- **Things to do**
[1] From the article on workplace farmers markets, transcribe everything from "Today, Shafran-Mukai, a" down to "lifestyles and individuals.".
[2] According to the article on workplace farmers markets, how many pounds has Shafran-Mukai lost over the last three years?

[Text shown Boundary: Start]

Why a Farmers Market Belongs in the Lobby of Your Office Building

Why a Farmers Market Belongs in the Lobby of Your Office Building

Beth Shafran-Mukai struggled with her weight for most of her life. By the time she reached her mid 30s, she weighed 245 pounds and had developed Type 2 diabetes. When she was 40, she started taking insulin every day and eventually started using an insulin pump to manage her condition.

Today, Shafran-Mukai, a colleague of mine at Kaiser Permanente, no longer needs insulin or any other medication for diabetes. Over the last three years, she has lost 120 pounds by changing her diet to include more fruits and vegetables and exercising regularly. Shafran-Mukai’s story shows that making healthy choices available to employees in all environments -- whether they are at home or at the office -- can make a big difference in supporting healthier lifestyles and individuals.

Every week, Shafran-Mukai stocks up on produce at a farmers market hosted by Kaiser Permanente’s Santa Clara Medical Center, where she leads labor relations in the human resources department. “At a certain point, I was sick and tired of being sick and tired all of the time,” she told me recently.

No doubt, Shafran-Mukai tapped into a well of inner strength to lose weight and improve her health. But her story also shows the importance of promoting employee health by putting fresh fruits and vegetables right in front of people, and making it easier for them to make the right choices. When I started an all-organic farmers market at my hospital in 2003, I had no idea these markets could have such an important impact on the health of my colleagues. We now have more than 35 farmers markets at facilities and hospitals across the country.

[Text shown Boundary: End]
[Information shown Boundary: Start]

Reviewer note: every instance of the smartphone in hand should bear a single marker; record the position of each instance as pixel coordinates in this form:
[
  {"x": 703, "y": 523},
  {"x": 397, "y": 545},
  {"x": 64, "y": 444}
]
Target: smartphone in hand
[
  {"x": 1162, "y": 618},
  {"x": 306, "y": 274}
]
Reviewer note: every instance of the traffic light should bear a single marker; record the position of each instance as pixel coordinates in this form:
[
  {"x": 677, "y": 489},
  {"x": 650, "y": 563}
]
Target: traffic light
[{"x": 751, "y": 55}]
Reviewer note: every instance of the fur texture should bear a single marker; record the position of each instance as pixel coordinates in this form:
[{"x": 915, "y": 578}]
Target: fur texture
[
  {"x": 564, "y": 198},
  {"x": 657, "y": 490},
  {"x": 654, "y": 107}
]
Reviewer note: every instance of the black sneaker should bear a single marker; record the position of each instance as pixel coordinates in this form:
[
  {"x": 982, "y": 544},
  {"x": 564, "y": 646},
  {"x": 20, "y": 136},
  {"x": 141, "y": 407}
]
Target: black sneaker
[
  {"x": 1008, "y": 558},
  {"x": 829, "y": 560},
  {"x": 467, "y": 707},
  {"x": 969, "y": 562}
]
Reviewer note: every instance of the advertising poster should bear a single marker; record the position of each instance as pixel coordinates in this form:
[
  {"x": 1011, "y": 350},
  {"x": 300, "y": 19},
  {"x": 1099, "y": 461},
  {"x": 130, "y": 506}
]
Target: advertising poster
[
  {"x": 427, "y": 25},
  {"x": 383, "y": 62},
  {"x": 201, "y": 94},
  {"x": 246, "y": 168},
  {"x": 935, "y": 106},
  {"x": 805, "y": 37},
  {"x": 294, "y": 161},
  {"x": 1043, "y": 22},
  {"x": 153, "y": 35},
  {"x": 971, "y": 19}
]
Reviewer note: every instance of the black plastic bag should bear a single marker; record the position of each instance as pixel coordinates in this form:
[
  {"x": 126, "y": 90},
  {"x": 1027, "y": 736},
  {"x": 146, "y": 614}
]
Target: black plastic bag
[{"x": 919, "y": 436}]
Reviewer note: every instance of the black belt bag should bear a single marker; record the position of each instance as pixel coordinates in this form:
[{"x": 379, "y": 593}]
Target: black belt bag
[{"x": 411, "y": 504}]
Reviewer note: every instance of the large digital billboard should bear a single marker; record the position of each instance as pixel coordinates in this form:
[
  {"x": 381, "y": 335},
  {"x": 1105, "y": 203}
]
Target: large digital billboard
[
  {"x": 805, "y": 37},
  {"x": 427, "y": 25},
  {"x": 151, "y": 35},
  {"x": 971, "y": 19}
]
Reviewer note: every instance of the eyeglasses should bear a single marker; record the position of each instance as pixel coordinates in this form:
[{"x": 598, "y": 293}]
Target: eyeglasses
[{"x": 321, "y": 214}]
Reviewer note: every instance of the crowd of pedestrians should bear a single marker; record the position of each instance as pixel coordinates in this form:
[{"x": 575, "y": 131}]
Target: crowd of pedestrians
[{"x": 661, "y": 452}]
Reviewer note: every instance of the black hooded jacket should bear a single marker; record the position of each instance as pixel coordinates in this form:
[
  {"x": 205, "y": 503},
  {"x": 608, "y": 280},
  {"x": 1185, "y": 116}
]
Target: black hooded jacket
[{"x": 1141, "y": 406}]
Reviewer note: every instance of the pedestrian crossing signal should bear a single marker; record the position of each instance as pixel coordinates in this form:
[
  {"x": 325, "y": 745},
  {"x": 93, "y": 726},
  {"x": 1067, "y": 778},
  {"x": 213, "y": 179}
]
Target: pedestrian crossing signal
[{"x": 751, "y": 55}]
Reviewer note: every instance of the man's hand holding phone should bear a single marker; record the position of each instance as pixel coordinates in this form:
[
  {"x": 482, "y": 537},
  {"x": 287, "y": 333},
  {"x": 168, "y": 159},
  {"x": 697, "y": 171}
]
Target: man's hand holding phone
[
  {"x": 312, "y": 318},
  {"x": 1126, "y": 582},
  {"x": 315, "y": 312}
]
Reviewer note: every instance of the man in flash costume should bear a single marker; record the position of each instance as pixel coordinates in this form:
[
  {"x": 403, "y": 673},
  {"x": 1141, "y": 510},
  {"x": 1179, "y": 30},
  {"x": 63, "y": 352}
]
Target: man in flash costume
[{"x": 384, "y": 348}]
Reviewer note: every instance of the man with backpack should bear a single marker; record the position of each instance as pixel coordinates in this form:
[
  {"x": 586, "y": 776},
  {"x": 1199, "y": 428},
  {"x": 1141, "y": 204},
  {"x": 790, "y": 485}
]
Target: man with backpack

[Information shown Boundary: End]

- **Answers to the exercises**
[1]
Today, Shafran-Mukai, a colleague of mine at Kaiser Permanente, no longer needs insulin or any other medication for diabetes. Over the last three years, she has lost 120 pounds by changing her diet to include more fruits and vegetables and exercising regularly. Shafran-Mukai’s story shows that making healthy choices available to employees in all environments -- whether they are at home or at the office -- can make a big difference in supporting healthier lifestyles and individuals.

[2] 120 pounds